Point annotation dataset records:
_ _ _ _

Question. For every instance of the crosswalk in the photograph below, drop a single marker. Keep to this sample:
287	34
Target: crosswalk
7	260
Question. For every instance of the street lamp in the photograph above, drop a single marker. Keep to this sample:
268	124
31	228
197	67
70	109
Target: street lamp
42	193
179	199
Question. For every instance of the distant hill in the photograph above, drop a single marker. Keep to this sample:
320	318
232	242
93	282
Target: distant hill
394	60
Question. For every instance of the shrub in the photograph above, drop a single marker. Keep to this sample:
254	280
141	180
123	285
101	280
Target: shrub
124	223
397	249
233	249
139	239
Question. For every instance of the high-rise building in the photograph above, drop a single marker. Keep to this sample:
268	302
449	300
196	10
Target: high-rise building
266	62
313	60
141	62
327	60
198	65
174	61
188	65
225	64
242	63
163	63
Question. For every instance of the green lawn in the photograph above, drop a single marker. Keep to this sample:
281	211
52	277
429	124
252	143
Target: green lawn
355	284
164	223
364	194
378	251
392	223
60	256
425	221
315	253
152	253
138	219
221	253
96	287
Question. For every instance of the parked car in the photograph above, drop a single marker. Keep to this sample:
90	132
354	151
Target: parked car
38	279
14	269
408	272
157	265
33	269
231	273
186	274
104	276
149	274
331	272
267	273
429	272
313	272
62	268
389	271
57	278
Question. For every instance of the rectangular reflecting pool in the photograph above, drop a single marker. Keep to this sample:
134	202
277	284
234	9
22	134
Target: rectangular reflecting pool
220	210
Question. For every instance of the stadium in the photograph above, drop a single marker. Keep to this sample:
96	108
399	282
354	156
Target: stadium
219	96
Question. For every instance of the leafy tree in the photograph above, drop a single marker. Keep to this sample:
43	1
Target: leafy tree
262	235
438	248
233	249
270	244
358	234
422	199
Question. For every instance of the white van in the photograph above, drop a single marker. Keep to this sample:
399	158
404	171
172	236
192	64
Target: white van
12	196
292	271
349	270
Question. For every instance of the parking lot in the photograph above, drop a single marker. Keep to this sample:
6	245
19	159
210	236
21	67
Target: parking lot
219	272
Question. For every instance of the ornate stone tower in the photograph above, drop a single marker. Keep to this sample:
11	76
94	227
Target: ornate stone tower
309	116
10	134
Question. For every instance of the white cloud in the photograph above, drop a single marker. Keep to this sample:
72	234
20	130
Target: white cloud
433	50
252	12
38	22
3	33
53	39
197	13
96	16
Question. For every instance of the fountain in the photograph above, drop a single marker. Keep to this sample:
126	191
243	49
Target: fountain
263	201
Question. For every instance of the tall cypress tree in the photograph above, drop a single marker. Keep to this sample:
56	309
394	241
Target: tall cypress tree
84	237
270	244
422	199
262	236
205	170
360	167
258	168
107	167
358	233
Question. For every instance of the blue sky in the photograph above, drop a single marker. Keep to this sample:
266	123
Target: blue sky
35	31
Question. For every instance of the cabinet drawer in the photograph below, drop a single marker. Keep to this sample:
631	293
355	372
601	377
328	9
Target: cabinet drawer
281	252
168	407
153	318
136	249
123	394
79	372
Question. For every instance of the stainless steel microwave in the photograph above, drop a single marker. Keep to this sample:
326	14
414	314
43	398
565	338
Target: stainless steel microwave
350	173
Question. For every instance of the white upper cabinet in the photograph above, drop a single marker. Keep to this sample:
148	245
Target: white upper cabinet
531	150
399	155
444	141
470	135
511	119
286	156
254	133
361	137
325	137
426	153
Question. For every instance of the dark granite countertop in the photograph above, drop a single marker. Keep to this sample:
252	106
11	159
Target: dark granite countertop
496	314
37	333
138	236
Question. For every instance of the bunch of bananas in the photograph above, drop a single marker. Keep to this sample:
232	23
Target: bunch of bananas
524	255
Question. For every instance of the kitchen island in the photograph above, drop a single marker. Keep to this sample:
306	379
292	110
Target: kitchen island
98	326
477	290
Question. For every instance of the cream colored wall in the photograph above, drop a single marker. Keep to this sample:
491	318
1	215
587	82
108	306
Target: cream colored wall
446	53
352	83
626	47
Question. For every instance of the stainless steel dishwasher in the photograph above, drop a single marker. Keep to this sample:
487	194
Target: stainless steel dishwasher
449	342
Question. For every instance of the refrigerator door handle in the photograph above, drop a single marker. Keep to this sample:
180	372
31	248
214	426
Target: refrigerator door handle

_ _ _ _

* EXERCISE TASK *
Revise all of the records above so that "drop a single marker" reads "place one point" everywhere, keeping everything else unchanged.

* SOLUTION TO THIS TASK *
Question. For every instance of the crosswalk in the photograph below, place one point. Keep to this sample:
287	34
Target: crosswalk
7	260
Question. For every instance of the street lamp in the photograph above, place one point. Keep to this sample:
268	124
31	228
197	67
70	109
Target: street lamp
42	193
179	199
Question. For every instance of the distant hill in the photograph above, place one point. Keep to this sample:
320	318
232	242
93	282
Target: distant hill
394	60
Question. For every instance of the shrub in the photograph above, place one point. Keep to this sample:
254	280
141	180
123	285
101	280
Target: shrub
124	223
397	249
233	249
139	239
Question. For every instance of the high-rise building in the photograph above, place one point. Keep to this sample:
268	302
449	300
196	10
Target: high-rise building
266	62
313	60
141	62
327	60
198	65
174	61
188	65
225	64
242	63
163	63
Question. For every instance of the green lawn in the photograph above, place one point. Keep to this sample:
281	211
52	277
429	124
252	143
Target: green lawn
355	284
164	223
364	194
378	251
392	223
60	256
425	221
315	253
152	253
138	219
221	253
96	287
Question. For every instance of the parked car in the photograph above, place one point. Keep to this sample:
90	132
354	151
Target: parked car
38	279
14	269
408	272
157	265
33	269
231	273
186	274
104	276
149	274
331	272
267	273
429	272
313	272
62	268
389	271
57	278
Question. For every instance of the rectangular reflecting pool in the photograph above, place one point. Keep to this sample:
134	202
277	284
234	9
22	134
Target: rectangular reflecting pool
220	210
Question. For every instance of the stadium in the photograph above, place one point. Keep to this sample:
96	108
399	282
354	156
Target: stadium
219	96
Question. For every instance of the leafy tree in the photograph above, place one point. Keep to this sample:
43	1
Target: leafy tree
262	235
438	248
233	249
270	244
358	234
422	199
Question. For every instance of the white van in the photograph above, place one point. Keep to this sample:
399	158
404	171
172	236
192	64
Target: white van
12	196
292	271
349	270
Question. For every instance of the parking lot in the photograph above, place one point. Keep to this sample:
6	245
19	159
210	236
21	67
Target: parking lot
219	272
Question. For every instance of the ornate stone tower in the photograph above, place one point. Keep to this sample:
11	76
94	227
Target: ornate stone tower
309	116
10	134
Question. For every instance of the white cloud in the photograph above, place one point. Keep to this sample:
72	234
20	130
Target: white cloud
433	50
252	12
38	22
3	33
53	39
197	13
96	16
Question. For every instance of the fountain in the photograph above, place one point. Keep to this sample:
126	191
243	49
Target: fountain
263	201
Question. For every instance of the tall cypress tree in the photograph above, place one point. Keep to this sample:
56	309
394	241
Target: tall cypress tree
84	237
270	244
422	199
262	236
205	170
360	167
258	168
107	167
358	233
Question. For every instance of the blue sky in the photograph above, place one point. Keep to this sample:
266	123
Target: blue sky
35	31
Question. For every instance of the cabinet drawer in the photograph below, place one point. Keep to this sample:
631	293
355	372
601	377
328	9
Target: cabinet drawer
281	252
168	407
153	318
136	249
123	394
79	372
Question. For every instance of the stainless steel microwave in the photograph above, place one point. Keep to this sample:
326	14
414	314
43	398
565	338
Target: stainless steel microwave
350	173
Question. For every instance of the white upper cabinet in the photograph above, place one point. Keep to this sample:
148	245
Target: white upper cabinet
531	150
399	155
444	141
470	135
511	119
286	156
254	133
361	137
325	137
426	153
Question. For every instance of the dark granite countertop in the photograph above, place one point. Keep to this sample:
252	106
11	159
Target: dark granite countertop
496	314
37	333
138	236
Question. For every instance of the bunch of bananas in the photograph above, place one point. Keep to this sample:
232	23
Target: bunch of bananas
524	255
Question. For every instance of the kitchen island in the photograph above, place one point. Keep to this sample:
306	379
292	110
Target: kitchen island
98	326
477	290
Question. For every instance of the cream colored wall in the photograph above, place one point. Keep to this sample:
491	318
1	215
587	82
108	306
Target: cream colored wall
446	53
352	83
626	47
Question. For every instance of the stainless steel dishwasher in the photograph above, place one point. Keep to this sample:
487	194
Target: stainless steel dishwasher
449	342
Question. For every instance of the refrigerator door handle in the photograph above, place one point. Keep to this sample:
180	372
31	248
214	426
Target: refrigerator door handle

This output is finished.